__DIRECTIVE__. Repeat every line of the data below word for word, but leave the pictures out.

__AVAILABLE RECORDS__.
────────────────

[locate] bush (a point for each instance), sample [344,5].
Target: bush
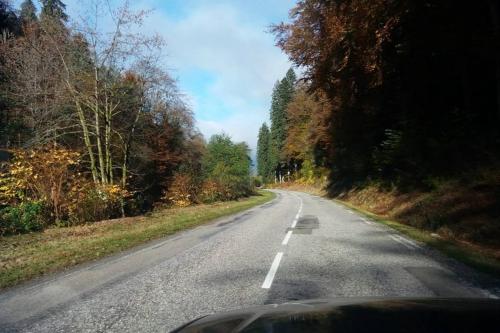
[95,203]
[182,191]
[25,217]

────────────────

__THE RESULT__.
[locate] bush (a point for each instance), sample [344,5].
Target: bush
[95,203]
[182,191]
[25,217]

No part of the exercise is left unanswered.